• _Task item_
There is a line below that contains "Target: woman in teal jacket". Please reproduce it and all following lines exactly, through the final one.

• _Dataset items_
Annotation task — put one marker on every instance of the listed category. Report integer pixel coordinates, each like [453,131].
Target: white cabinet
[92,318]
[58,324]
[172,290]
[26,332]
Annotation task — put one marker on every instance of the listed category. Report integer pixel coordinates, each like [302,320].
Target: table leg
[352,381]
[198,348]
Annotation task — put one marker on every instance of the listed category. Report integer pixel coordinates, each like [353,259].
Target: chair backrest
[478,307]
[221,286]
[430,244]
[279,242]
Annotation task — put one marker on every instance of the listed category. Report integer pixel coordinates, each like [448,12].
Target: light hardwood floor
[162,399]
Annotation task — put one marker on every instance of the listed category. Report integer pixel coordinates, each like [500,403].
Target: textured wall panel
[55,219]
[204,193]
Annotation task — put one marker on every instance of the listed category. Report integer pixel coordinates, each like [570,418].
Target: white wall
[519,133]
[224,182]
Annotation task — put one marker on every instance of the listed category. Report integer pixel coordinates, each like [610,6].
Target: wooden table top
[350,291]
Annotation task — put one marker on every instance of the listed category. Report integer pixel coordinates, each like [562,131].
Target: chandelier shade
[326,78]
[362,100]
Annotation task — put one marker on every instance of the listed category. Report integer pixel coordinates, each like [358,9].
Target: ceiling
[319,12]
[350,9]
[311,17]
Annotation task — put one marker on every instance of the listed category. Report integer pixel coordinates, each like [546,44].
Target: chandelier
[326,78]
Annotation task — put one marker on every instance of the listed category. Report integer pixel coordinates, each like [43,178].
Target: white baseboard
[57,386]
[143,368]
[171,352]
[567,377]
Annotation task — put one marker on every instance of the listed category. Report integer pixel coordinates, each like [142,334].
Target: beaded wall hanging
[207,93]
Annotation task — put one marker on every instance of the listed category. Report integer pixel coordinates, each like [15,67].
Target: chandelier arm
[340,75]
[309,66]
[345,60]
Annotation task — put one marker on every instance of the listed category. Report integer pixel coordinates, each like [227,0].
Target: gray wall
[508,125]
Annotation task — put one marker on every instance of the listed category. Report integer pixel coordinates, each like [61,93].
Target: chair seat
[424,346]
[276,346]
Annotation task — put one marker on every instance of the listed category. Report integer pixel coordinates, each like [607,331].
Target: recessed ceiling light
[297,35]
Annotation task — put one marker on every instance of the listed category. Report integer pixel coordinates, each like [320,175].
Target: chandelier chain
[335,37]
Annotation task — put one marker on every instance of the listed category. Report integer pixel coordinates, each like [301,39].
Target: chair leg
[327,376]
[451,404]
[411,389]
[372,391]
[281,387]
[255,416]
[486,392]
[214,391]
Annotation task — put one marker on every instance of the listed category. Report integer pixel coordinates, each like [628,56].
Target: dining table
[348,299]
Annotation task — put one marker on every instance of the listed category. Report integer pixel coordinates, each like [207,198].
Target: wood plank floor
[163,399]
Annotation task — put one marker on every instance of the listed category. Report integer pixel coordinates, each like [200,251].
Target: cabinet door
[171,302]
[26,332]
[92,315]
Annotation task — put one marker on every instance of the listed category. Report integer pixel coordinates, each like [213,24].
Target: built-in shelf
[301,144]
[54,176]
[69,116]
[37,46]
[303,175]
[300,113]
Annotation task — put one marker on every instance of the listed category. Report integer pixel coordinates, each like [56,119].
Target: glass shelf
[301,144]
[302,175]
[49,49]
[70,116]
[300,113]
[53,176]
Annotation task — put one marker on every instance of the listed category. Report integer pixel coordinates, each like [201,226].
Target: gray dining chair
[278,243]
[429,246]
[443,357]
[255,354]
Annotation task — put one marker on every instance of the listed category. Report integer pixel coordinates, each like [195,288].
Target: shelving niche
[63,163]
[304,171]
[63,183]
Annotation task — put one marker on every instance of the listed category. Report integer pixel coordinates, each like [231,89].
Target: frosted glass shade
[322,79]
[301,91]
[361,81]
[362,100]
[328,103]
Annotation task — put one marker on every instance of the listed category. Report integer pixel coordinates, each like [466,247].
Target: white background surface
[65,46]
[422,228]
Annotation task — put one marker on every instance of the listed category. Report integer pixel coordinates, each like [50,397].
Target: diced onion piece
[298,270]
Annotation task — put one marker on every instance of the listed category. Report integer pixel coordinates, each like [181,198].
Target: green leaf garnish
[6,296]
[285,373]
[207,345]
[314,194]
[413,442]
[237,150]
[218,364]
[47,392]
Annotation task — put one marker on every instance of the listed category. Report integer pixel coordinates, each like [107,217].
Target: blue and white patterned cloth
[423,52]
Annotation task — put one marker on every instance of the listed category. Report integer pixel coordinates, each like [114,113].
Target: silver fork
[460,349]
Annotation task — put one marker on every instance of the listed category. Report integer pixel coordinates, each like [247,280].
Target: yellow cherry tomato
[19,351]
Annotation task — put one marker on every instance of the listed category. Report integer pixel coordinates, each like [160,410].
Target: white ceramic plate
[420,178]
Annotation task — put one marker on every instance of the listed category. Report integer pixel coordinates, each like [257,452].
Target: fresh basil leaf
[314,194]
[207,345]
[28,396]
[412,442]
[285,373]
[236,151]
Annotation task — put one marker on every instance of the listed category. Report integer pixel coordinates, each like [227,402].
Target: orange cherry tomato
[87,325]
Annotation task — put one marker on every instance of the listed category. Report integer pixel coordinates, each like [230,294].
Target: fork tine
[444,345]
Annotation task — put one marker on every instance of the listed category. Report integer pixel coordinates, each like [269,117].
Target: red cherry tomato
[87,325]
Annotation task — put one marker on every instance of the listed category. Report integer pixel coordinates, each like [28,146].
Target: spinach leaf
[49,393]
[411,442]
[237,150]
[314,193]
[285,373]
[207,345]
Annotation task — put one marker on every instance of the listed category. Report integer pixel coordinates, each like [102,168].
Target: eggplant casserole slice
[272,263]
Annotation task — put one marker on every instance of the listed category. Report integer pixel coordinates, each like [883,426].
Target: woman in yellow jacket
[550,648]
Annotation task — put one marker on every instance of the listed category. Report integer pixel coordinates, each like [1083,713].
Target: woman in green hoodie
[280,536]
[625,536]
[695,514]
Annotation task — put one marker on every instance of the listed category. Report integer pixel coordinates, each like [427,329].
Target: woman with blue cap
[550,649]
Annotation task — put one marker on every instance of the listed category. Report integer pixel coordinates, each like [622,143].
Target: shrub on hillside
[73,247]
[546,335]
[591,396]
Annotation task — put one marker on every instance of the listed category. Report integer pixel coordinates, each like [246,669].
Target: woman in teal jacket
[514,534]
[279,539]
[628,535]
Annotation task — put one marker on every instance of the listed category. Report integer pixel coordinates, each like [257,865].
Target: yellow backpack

• _Answer below_
Target: woman in teal jacket
[514,534]
[279,539]
[628,535]
Annotation task — put one marker on every instance of the listed category. Report integer pixel coordinates, each like [257,865].
Target: yellow backpack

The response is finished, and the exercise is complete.